Work task >> From the line below that contains "Where can the uaw" to the line that contains "Where can the green bottle", repeat every line exactly, both ends included, and nothing else.

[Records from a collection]
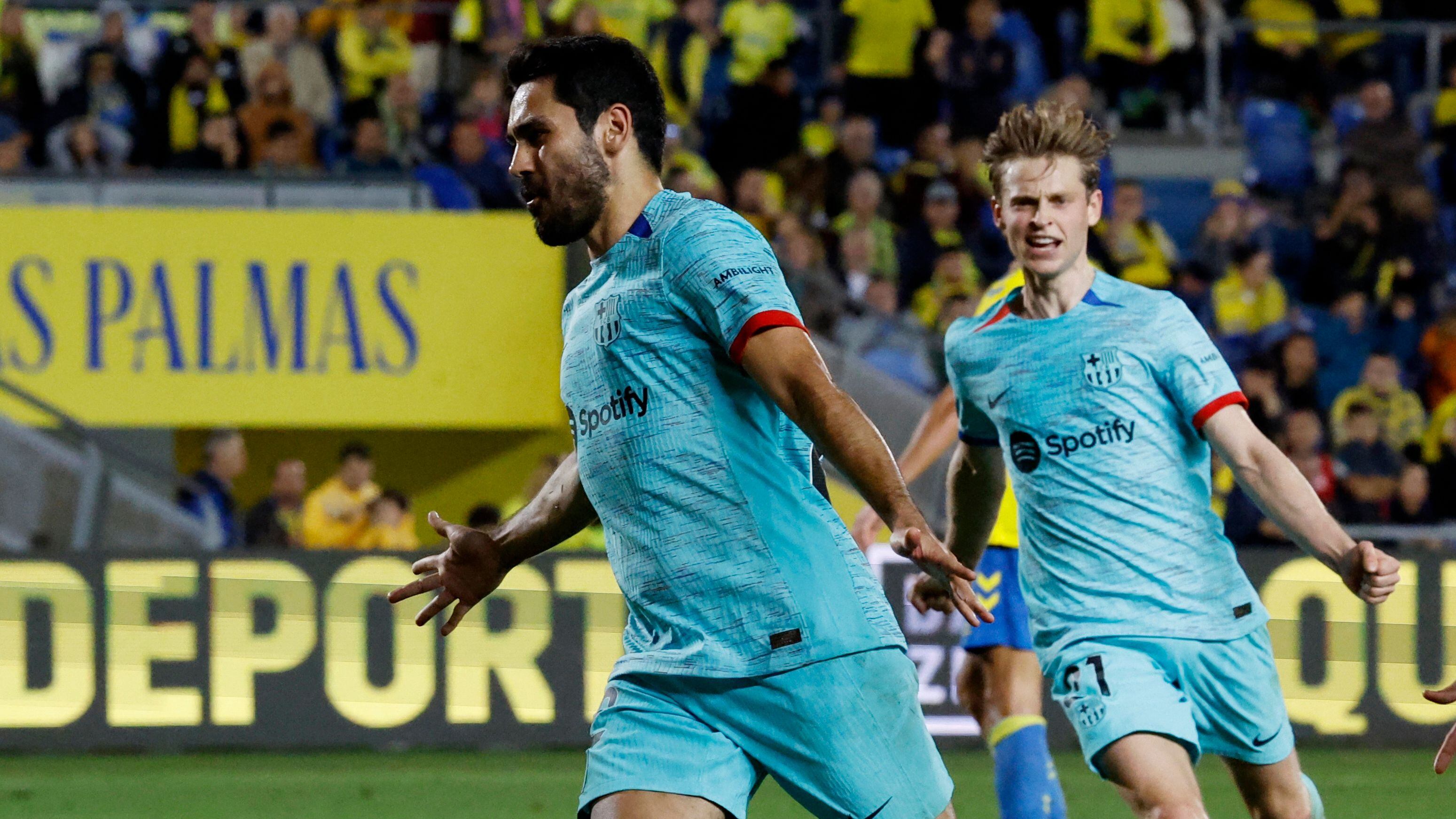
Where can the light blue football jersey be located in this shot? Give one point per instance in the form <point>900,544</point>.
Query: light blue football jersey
<point>1098,414</point>
<point>730,559</point>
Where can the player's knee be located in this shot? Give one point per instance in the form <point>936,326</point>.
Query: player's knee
<point>1177,809</point>
<point>1293,805</point>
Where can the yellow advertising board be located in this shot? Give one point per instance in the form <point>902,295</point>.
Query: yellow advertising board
<point>200,318</point>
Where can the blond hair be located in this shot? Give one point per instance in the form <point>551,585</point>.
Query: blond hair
<point>1050,129</point>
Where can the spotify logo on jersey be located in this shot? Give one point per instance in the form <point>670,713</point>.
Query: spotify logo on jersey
<point>1025,452</point>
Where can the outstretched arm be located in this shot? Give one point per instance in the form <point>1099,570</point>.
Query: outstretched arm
<point>932,436</point>
<point>475,563</point>
<point>1286,497</point>
<point>1448,749</point>
<point>558,512</point>
<point>975,488</point>
<point>790,369</point>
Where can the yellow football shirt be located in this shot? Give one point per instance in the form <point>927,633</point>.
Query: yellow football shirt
<point>1008,525</point>
<point>886,31</point>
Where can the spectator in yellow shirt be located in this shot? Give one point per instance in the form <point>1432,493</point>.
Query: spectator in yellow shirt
<point>1248,298</point>
<point>370,52</point>
<point>391,525</point>
<point>880,62</point>
<point>759,32</point>
<point>865,196</point>
<point>1127,40</point>
<point>955,277</point>
<point>631,19</point>
<point>681,55</point>
<point>1400,410</point>
<point>336,515</point>
<point>1136,244</point>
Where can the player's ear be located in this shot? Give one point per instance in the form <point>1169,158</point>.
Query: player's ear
<point>615,127</point>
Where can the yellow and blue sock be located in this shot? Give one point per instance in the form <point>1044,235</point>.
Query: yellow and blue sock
<point>1027,785</point>
<point>1317,806</point>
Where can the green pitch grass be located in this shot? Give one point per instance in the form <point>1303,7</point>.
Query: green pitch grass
<point>1357,785</point>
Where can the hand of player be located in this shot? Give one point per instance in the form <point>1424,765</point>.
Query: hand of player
<point>942,567</point>
<point>867,527</point>
<point>1448,749</point>
<point>1369,573</point>
<point>465,573</point>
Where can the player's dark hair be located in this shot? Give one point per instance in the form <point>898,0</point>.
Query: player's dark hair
<point>354,449</point>
<point>593,73</point>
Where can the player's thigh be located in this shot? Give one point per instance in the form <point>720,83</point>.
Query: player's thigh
<point>1012,681</point>
<point>1155,777</point>
<point>1273,792</point>
<point>650,756</point>
<point>653,805</point>
<point>971,690</point>
<point>1237,697</point>
<point>844,736</point>
<point>1113,688</point>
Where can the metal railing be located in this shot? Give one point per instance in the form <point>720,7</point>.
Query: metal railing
<point>1221,34</point>
<point>66,488</point>
<point>214,190</point>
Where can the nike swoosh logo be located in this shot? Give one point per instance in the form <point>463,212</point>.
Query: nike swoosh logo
<point>878,809</point>
<point>1263,742</point>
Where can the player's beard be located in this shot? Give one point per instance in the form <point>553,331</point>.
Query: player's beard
<point>576,202</point>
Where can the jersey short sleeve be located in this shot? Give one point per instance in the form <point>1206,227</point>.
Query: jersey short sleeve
<point>1193,372</point>
<point>723,275</point>
<point>975,426</point>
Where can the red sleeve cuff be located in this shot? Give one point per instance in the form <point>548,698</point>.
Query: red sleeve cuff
<point>1202,417</point>
<point>758,324</point>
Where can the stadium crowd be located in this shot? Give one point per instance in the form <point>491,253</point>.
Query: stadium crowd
<point>855,148</point>
<point>347,511</point>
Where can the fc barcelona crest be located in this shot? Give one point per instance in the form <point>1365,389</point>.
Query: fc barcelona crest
<point>1101,368</point>
<point>609,321</point>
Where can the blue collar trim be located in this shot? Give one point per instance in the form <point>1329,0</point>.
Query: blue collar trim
<point>641,228</point>
<point>1093,299</point>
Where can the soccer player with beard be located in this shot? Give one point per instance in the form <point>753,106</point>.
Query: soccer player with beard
<point>758,640</point>
<point>1103,398</point>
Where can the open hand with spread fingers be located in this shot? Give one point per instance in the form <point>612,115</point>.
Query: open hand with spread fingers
<point>947,583</point>
<point>463,575</point>
<point>1369,573</point>
<point>1448,749</point>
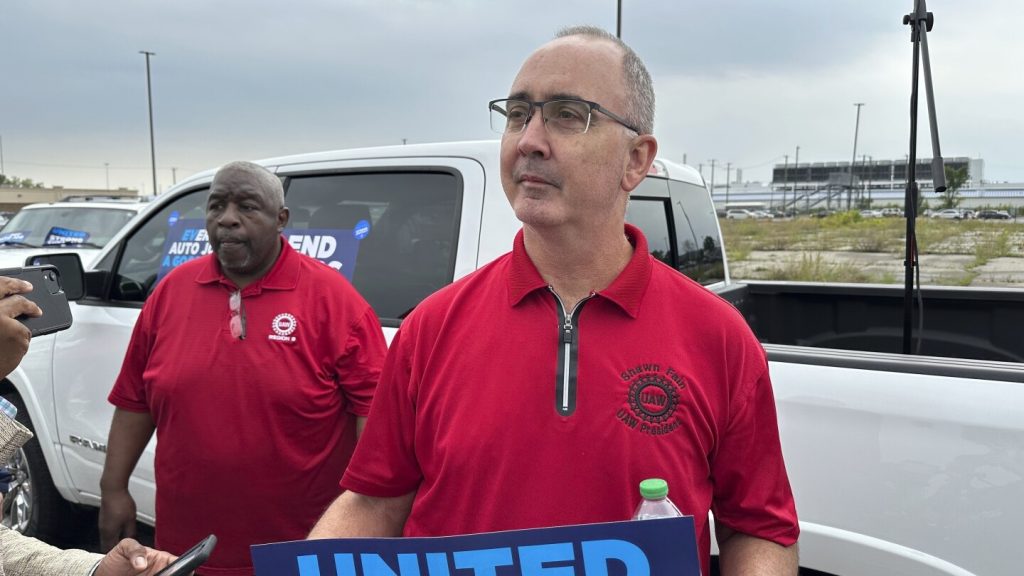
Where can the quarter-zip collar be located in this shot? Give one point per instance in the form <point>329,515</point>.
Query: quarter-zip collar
<point>626,291</point>
<point>284,275</point>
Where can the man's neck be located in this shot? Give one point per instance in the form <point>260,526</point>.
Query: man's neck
<point>578,264</point>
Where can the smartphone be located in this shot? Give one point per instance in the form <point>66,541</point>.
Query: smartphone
<point>48,295</point>
<point>192,559</point>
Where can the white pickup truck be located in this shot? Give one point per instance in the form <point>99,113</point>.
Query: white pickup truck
<point>909,465</point>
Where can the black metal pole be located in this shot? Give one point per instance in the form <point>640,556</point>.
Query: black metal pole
<point>921,22</point>
<point>853,161</point>
<point>148,93</point>
<point>619,22</point>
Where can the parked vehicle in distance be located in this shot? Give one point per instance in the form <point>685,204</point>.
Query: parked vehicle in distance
<point>948,214</point>
<point>994,215</point>
<point>84,225</point>
<point>739,214</point>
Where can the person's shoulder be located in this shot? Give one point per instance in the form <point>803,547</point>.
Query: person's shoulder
<point>486,281</point>
<point>683,293</point>
<point>180,277</point>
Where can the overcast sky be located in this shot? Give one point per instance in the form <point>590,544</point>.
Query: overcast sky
<point>743,82</point>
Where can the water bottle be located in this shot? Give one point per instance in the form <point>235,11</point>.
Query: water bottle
<point>655,501</point>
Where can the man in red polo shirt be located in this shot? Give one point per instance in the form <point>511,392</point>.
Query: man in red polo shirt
<point>542,388</point>
<point>256,366</point>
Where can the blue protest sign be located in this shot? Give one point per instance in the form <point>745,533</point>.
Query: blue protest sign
<point>61,237</point>
<point>187,239</point>
<point>336,248</point>
<point>665,546</point>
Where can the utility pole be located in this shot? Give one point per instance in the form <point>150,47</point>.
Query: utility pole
<point>148,93</point>
<point>728,173</point>
<point>619,22</point>
<point>713,176</point>
<point>856,129</point>
<point>785,178</point>
<point>796,166</point>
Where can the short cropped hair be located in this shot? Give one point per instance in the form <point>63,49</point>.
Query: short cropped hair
<point>641,90</point>
<point>269,182</point>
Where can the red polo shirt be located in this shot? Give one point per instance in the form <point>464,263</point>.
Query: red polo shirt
<point>252,434</point>
<point>478,411</point>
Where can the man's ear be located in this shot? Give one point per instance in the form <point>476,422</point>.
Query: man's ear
<point>643,149</point>
<point>283,217</point>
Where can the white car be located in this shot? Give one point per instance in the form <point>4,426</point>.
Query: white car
<point>948,214</point>
<point>84,227</point>
<point>739,214</point>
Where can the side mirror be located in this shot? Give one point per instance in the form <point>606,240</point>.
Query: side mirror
<point>70,266</point>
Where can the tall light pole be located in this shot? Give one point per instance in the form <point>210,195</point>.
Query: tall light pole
<point>148,93</point>
<point>856,128</point>
<point>619,22</point>
<point>785,179</point>
<point>796,166</point>
<point>728,175</point>
<point>713,176</point>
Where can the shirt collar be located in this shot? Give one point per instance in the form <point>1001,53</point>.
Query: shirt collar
<point>284,275</point>
<point>626,291</point>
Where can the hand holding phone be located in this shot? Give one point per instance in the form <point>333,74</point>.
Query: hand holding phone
<point>14,336</point>
<point>46,293</point>
<point>192,560</point>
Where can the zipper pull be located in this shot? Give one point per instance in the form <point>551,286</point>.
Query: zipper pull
<point>567,331</point>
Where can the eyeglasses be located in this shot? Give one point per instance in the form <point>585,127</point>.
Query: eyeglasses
<point>238,322</point>
<point>564,116</point>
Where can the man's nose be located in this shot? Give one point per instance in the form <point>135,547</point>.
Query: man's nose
<point>229,216</point>
<point>534,137</point>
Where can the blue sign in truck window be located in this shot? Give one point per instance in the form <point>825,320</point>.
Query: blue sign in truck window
<point>650,547</point>
<point>187,239</point>
<point>62,237</point>
<point>14,237</point>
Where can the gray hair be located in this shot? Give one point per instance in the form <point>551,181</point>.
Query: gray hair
<point>269,183</point>
<point>638,84</point>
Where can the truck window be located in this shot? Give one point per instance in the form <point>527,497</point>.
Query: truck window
<point>397,231</point>
<point>144,255</point>
<point>697,240</point>
<point>650,216</point>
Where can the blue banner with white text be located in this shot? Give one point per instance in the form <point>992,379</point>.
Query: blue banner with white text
<point>659,547</point>
<point>187,239</point>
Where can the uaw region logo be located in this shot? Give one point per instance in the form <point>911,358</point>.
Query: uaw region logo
<point>651,400</point>
<point>283,325</point>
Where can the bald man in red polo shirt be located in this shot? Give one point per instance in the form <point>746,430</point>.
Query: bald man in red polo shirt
<point>256,366</point>
<point>542,388</point>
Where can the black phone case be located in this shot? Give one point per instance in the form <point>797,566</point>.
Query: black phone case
<point>48,295</point>
<point>192,559</point>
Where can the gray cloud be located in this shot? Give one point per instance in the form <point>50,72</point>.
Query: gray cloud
<point>740,81</point>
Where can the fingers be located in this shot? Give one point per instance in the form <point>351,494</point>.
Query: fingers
<point>10,286</point>
<point>15,305</point>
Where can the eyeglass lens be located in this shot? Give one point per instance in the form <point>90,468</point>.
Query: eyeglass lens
<point>238,322</point>
<point>570,117</point>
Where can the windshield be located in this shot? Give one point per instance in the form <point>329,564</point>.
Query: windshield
<point>64,225</point>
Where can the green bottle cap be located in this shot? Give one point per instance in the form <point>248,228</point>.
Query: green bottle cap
<point>653,489</point>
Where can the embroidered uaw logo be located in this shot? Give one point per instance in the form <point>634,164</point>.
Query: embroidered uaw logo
<point>283,325</point>
<point>652,400</point>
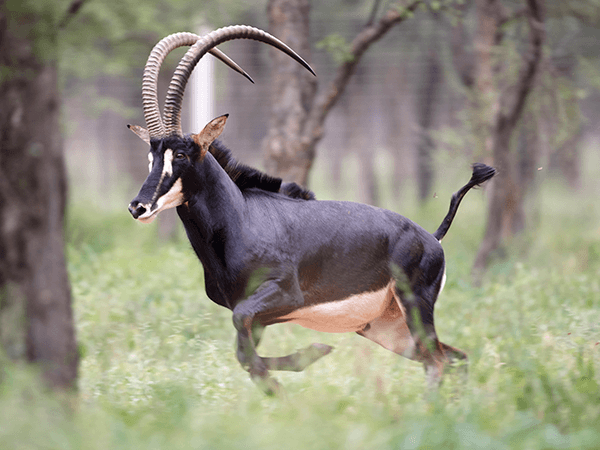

Exercise answer >>
Where can the uaw region logo be located in this shot? Give one point per instance in the form <point>911,358</point>.
Query: uaw region logo
<point>651,400</point>
<point>283,325</point>
Where can the bald man in red polo shirt be located in this shot? Give one point per instance in the form <point>746,430</point>.
Query: bald man in red polo shirt
<point>256,366</point>
<point>542,388</point>
Where can the black phone case be located in this shot? Give one point per instance in the form <point>797,566</point>.
Query: black phone case
<point>48,295</point>
<point>192,559</point>
Where can the gray cloud be located in this shot? Give one point per instance in the form <point>50,72</point>.
Query: gray cloud
<point>740,81</point>
Where can the fingers be located in this shot? Give one point per instance in the form <point>351,494</point>.
Query: fingers
<point>10,286</point>
<point>15,305</point>
Where can the eyeglass lens be located in this shot? Give one point per instance in the form <point>90,468</point>.
Query: eyeglass lens
<point>238,322</point>
<point>570,117</point>
Where can the windshield be located in this shot? Give one point per instance in the form <point>329,564</point>.
Query: windshield
<point>64,225</point>
Where can the green bottle cap be located in this shot? Give one point per instance in the form <point>248,228</point>.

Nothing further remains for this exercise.